DIRECTIONS FOR THIS TASK:
Select every line in the rows below that contains the word "bougainvillea" and copy each such line in full.

DATA EXTRACT:
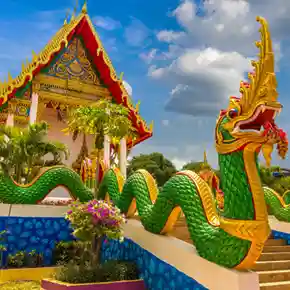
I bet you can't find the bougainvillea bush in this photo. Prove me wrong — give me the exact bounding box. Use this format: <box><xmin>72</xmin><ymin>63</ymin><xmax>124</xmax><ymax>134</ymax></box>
<box><xmin>66</xmin><ymin>200</ymin><xmax>126</xmax><ymax>263</ymax></box>
<box><xmin>54</xmin><ymin>200</ymin><xmax>139</xmax><ymax>284</ymax></box>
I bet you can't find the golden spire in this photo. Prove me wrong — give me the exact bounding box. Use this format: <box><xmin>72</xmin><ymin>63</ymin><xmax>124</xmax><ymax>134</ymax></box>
<box><xmin>119</xmin><ymin>72</ymin><xmax>124</xmax><ymax>82</ymax></box>
<box><xmin>8</xmin><ymin>72</ymin><xmax>13</xmax><ymax>84</ymax></box>
<box><xmin>73</xmin><ymin>0</ymin><xmax>79</xmax><ymax>16</ymax></box>
<box><xmin>135</xmin><ymin>100</ymin><xmax>141</xmax><ymax>113</ymax></box>
<box><xmin>82</xmin><ymin>0</ymin><xmax>88</xmax><ymax>14</ymax></box>
<box><xmin>63</xmin><ymin>9</ymin><xmax>69</xmax><ymax>25</ymax></box>
<box><xmin>203</xmin><ymin>150</ymin><xmax>208</xmax><ymax>165</ymax></box>
<box><xmin>149</xmin><ymin>120</ymin><xmax>154</xmax><ymax>133</ymax></box>
<box><xmin>32</xmin><ymin>50</ymin><xmax>37</xmax><ymax>60</ymax></box>
<box><xmin>21</xmin><ymin>62</ymin><xmax>25</xmax><ymax>72</ymax></box>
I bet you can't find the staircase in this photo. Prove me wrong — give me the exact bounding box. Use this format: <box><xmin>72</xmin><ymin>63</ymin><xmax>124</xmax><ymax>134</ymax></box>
<box><xmin>253</xmin><ymin>238</ymin><xmax>290</xmax><ymax>290</ymax></box>
<box><xmin>170</xmin><ymin>217</ymin><xmax>290</xmax><ymax>290</ymax></box>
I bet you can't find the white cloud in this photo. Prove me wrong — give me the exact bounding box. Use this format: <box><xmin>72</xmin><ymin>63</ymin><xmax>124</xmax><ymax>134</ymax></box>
<box><xmin>161</xmin><ymin>119</ymin><xmax>170</xmax><ymax>127</ymax></box>
<box><xmin>123</xmin><ymin>80</ymin><xmax>133</xmax><ymax>96</ymax></box>
<box><xmin>124</xmin><ymin>17</ymin><xmax>151</xmax><ymax>47</ymax></box>
<box><xmin>93</xmin><ymin>16</ymin><xmax>121</xmax><ymax>31</ymax></box>
<box><xmin>156</xmin><ymin>30</ymin><xmax>186</xmax><ymax>43</ymax></box>
<box><xmin>139</xmin><ymin>48</ymin><xmax>158</xmax><ymax>64</ymax></box>
<box><xmin>150</xmin><ymin>48</ymin><xmax>250</xmax><ymax>116</ymax></box>
<box><xmin>148</xmin><ymin>0</ymin><xmax>290</xmax><ymax>115</ymax></box>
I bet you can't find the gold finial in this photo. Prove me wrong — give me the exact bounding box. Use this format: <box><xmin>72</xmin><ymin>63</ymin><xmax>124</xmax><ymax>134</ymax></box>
<box><xmin>63</xmin><ymin>9</ymin><xmax>70</xmax><ymax>25</ymax></box>
<box><xmin>149</xmin><ymin>120</ymin><xmax>154</xmax><ymax>133</ymax></box>
<box><xmin>73</xmin><ymin>0</ymin><xmax>79</xmax><ymax>15</ymax></box>
<box><xmin>82</xmin><ymin>0</ymin><xmax>88</xmax><ymax>14</ymax></box>
<box><xmin>135</xmin><ymin>100</ymin><xmax>141</xmax><ymax>113</ymax></box>
<box><xmin>240</xmin><ymin>17</ymin><xmax>278</xmax><ymax>112</ymax></box>
<box><xmin>119</xmin><ymin>72</ymin><xmax>124</xmax><ymax>81</ymax></box>
<box><xmin>8</xmin><ymin>72</ymin><xmax>13</xmax><ymax>84</ymax></box>
<box><xmin>21</xmin><ymin>62</ymin><xmax>25</xmax><ymax>72</ymax></box>
<box><xmin>70</xmin><ymin>11</ymin><xmax>75</xmax><ymax>22</ymax></box>
<box><xmin>203</xmin><ymin>150</ymin><xmax>208</xmax><ymax>164</ymax></box>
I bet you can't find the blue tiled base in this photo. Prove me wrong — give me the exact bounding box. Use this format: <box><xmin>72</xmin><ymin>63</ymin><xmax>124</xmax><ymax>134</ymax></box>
<box><xmin>102</xmin><ymin>239</ymin><xmax>207</xmax><ymax>290</ymax></box>
<box><xmin>0</xmin><ymin>217</ymin><xmax>73</xmax><ymax>265</ymax></box>
<box><xmin>272</xmin><ymin>231</ymin><xmax>290</xmax><ymax>245</ymax></box>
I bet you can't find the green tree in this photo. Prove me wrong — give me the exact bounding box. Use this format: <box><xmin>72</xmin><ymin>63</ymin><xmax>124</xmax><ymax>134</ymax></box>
<box><xmin>64</xmin><ymin>99</ymin><xmax>136</xmax><ymax>194</ymax></box>
<box><xmin>0</xmin><ymin>122</ymin><xmax>69</xmax><ymax>182</ymax></box>
<box><xmin>127</xmin><ymin>152</ymin><xmax>176</xmax><ymax>187</ymax></box>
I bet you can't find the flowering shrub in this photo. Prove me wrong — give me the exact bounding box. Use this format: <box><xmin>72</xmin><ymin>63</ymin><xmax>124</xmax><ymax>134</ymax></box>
<box><xmin>66</xmin><ymin>200</ymin><xmax>126</xmax><ymax>241</ymax></box>
<box><xmin>39</xmin><ymin>197</ymin><xmax>73</xmax><ymax>206</ymax></box>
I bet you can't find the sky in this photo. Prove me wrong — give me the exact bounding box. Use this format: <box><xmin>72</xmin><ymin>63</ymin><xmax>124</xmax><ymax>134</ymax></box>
<box><xmin>0</xmin><ymin>0</ymin><xmax>290</xmax><ymax>169</ymax></box>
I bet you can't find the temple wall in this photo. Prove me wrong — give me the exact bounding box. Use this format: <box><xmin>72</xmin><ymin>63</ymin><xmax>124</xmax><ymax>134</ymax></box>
<box><xmin>0</xmin><ymin>204</ymin><xmax>259</xmax><ymax>290</ymax></box>
<box><xmin>41</xmin><ymin>108</ymin><xmax>93</xmax><ymax>197</ymax></box>
<box><xmin>41</xmin><ymin>108</ymin><xmax>93</xmax><ymax>166</ymax></box>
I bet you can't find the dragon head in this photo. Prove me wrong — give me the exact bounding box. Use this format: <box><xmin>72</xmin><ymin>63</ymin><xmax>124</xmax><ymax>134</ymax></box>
<box><xmin>215</xmin><ymin>17</ymin><xmax>288</xmax><ymax>165</ymax></box>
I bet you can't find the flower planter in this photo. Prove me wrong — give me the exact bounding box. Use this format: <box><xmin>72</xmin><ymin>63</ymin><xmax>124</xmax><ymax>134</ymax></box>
<box><xmin>41</xmin><ymin>279</ymin><xmax>146</xmax><ymax>290</ymax></box>
<box><xmin>0</xmin><ymin>267</ymin><xmax>57</xmax><ymax>283</ymax></box>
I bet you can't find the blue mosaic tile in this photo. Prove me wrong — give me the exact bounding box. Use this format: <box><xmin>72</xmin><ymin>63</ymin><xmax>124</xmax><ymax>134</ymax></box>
<box><xmin>102</xmin><ymin>239</ymin><xmax>207</xmax><ymax>290</ymax></box>
<box><xmin>272</xmin><ymin>230</ymin><xmax>290</xmax><ymax>245</ymax></box>
<box><xmin>0</xmin><ymin>217</ymin><xmax>74</xmax><ymax>265</ymax></box>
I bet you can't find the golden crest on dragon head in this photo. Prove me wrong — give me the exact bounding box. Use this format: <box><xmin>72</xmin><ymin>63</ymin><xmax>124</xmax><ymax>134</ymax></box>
<box><xmin>216</xmin><ymin>17</ymin><xmax>288</xmax><ymax>163</ymax></box>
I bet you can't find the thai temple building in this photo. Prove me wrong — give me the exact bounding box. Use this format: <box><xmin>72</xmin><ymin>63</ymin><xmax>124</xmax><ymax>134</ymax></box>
<box><xmin>0</xmin><ymin>3</ymin><xmax>152</xmax><ymax>184</ymax></box>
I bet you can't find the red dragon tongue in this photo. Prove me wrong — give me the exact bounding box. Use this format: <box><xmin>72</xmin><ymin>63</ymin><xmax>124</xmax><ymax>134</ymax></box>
<box><xmin>278</xmin><ymin>129</ymin><xmax>288</xmax><ymax>143</ymax></box>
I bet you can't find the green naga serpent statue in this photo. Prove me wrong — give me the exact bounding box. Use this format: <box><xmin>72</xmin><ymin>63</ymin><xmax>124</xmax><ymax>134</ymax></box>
<box><xmin>0</xmin><ymin>18</ymin><xmax>287</xmax><ymax>270</ymax></box>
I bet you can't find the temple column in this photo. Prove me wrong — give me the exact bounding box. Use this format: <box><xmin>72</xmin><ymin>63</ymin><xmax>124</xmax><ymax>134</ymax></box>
<box><xmin>104</xmin><ymin>135</ymin><xmax>111</xmax><ymax>169</ymax></box>
<box><xmin>6</xmin><ymin>113</ymin><xmax>14</xmax><ymax>127</ymax></box>
<box><xmin>29</xmin><ymin>93</ymin><xmax>38</xmax><ymax>125</ymax></box>
<box><xmin>119</xmin><ymin>138</ymin><xmax>127</xmax><ymax>179</ymax></box>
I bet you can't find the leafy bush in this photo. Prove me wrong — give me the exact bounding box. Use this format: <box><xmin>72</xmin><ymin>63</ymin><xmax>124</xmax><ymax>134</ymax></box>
<box><xmin>8</xmin><ymin>251</ymin><xmax>25</xmax><ymax>268</ymax></box>
<box><xmin>66</xmin><ymin>200</ymin><xmax>126</xmax><ymax>264</ymax></box>
<box><xmin>52</xmin><ymin>241</ymin><xmax>90</xmax><ymax>265</ymax></box>
<box><xmin>53</xmin><ymin>261</ymin><xmax>139</xmax><ymax>284</ymax></box>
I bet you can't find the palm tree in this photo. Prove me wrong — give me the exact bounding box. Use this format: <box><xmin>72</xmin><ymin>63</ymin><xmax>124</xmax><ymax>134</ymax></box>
<box><xmin>64</xmin><ymin>99</ymin><xmax>136</xmax><ymax>193</ymax></box>
<box><xmin>0</xmin><ymin>122</ymin><xmax>69</xmax><ymax>182</ymax></box>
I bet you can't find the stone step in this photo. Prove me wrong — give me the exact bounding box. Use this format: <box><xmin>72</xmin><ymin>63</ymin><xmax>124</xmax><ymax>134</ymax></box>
<box><xmin>263</xmin><ymin>246</ymin><xmax>290</xmax><ymax>253</ymax></box>
<box><xmin>265</xmin><ymin>239</ymin><xmax>287</xmax><ymax>246</ymax></box>
<box><xmin>253</xmin><ymin>260</ymin><xmax>290</xmax><ymax>272</ymax></box>
<box><xmin>257</xmin><ymin>269</ymin><xmax>290</xmax><ymax>283</ymax></box>
<box><xmin>260</xmin><ymin>281</ymin><xmax>290</xmax><ymax>290</ymax></box>
<box><xmin>259</xmin><ymin>252</ymin><xmax>290</xmax><ymax>261</ymax></box>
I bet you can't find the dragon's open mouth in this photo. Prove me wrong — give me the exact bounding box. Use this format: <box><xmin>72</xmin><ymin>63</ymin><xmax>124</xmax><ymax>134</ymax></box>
<box><xmin>233</xmin><ymin>105</ymin><xmax>281</xmax><ymax>135</ymax></box>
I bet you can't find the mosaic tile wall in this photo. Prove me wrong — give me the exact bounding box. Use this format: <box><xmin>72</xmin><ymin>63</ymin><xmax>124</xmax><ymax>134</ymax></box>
<box><xmin>0</xmin><ymin>217</ymin><xmax>206</xmax><ymax>290</ymax></box>
<box><xmin>272</xmin><ymin>231</ymin><xmax>290</xmax><ymax>245</ymax></box>
<box><xmin>0</xmin><ymin>217</ymin><xmax>73</xmax><ymax>265</ymax></box>
<box><xmin>103</xmin><ymin>239</ymin><xmax>207</xmax><ymax>290</ymax></box>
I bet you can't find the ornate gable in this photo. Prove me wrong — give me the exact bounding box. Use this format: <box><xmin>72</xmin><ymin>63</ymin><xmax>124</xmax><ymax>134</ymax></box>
<box><xmin>45</xmin><ymin>37</ymin><xmax>101</xmax><ymax>86</ymax></box>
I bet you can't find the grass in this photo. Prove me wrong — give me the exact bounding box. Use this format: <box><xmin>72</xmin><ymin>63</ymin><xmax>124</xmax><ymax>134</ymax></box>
<box><xmin>0</xmin><ymin>282</ymin><xmax>40</xmax><ymax>290</ymax></box>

PROBLEM SOLUTION:
I bet you can't find the bougainvillea bush in this photo. Prove me wrong — give me the exact bounding box. Use this format: <box><xmin>72</xmin><ymin>63</ymin><xmax>124</xmax><ymax>134</ymax></box>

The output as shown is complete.